AUSGEWÄHLTER ABSCHNITT:
######
# Programmiersprache REXX?



## Morpheus2100 (15. Nov 2006)

Hallo Leute,

mich hat heute meine Firma verkloppt ich soll mir mal die Sprache REXX anschauen!

Hat irgendjemand über diese Sprache Informationen?

Finde auch im Google sehr wenig!

DANKE
MFG
MIKE


----------



## Roar (15. Nov 2006)

http://en.wikipedia.org/wiki/REXX  ???:L


----------



## AlArenal (15. Nov 2006)

Rexx?? Kenne ich nur noch vom Amiga (ARexx) und OS/2.

http://de.wikipedia.org/wiki/REXX


----------



## Morpheus2100 (15. Nov 2006)

Ok danke! Die hatte ich schon, allem anschein is da nicht viel zufinden!

DANKE
MFG
MIKE


----------



## AlArenal (15. Nov 2006)

noch mehr Rex


----------



## Morpheus2100 (16. Nov 2006)

AlArenal hat gesagt.:
			
		

> noch mehr Rex



 :noe:    :roll:


----------



## byte (16. Nov 2006)

Morpheus2100 hat gesagt.:
			
		

> allem anschein is da nicht viel zufinden!



Der Artikel bei Wiki ist doch schonmal recht ausführlich und unten sind weitere Links zum Vertiefen, zum Beispiel ein 250 Seiten starker Programmers Guide von IBM als PDF. ???:L Reicht das nicht erstmal?


----------



## Gast (21. Nov 2006)

Morpheus2100 hat gesagt.:
			
		

> AlArenal hat gesagt.:
> 
> 
> 
> ...


 <-- wieso? er hat es doch im wesentlichen zusammengefasst.


----------
######
ROHDATEN:
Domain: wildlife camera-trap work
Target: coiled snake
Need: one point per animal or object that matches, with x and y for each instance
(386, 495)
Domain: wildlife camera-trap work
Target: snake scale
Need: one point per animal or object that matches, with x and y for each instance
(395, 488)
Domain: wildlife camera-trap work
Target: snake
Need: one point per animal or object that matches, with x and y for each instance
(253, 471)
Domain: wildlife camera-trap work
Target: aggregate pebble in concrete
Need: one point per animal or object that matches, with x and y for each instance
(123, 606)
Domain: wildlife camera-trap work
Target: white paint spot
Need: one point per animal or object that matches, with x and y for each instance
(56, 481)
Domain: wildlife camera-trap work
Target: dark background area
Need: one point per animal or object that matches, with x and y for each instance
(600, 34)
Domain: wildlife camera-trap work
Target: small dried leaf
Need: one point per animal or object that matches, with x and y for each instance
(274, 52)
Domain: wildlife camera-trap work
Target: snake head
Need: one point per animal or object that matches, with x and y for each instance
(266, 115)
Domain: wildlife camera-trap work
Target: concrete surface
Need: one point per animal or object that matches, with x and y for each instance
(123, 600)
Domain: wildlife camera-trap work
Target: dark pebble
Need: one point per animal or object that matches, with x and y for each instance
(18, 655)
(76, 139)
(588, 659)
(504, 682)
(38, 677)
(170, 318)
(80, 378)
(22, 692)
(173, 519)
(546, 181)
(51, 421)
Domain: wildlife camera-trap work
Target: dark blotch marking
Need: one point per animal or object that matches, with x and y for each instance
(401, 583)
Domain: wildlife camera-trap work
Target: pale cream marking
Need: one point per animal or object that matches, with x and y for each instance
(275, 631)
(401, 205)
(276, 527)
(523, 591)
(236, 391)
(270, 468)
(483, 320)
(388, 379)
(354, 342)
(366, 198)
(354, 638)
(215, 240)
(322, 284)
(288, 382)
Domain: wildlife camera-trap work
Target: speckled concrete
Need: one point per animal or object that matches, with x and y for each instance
######
AUFGABENLISTE:
A: Nenne alle Benutzernamen, unter denen im Forenthread über REXX Beiträge stehen, und führe jeden nur einmal auf.
B: Schreibe aus dem Forenthread über REXX den Text ab, der mit „# Programmiersprache REXX?“ beginnt und bis einschließlich „Google sehr wenig!“ reicht.

LÖSUNGEN ZUR ÜBUNG:
A: Morpheus2100, Roar, AlArenal, byte, Gast

B:
# Programmiersprache REXX?



## Morpheus2100 (15. Nov 2006)

Hallo Leute,

mich hat heute meine Firma verkloppt ich soll mir mal die Sprache REXX anschauen!

Hat irgendjemand über diese Sprache Informationen?

Finde auch im Google sehr wenig!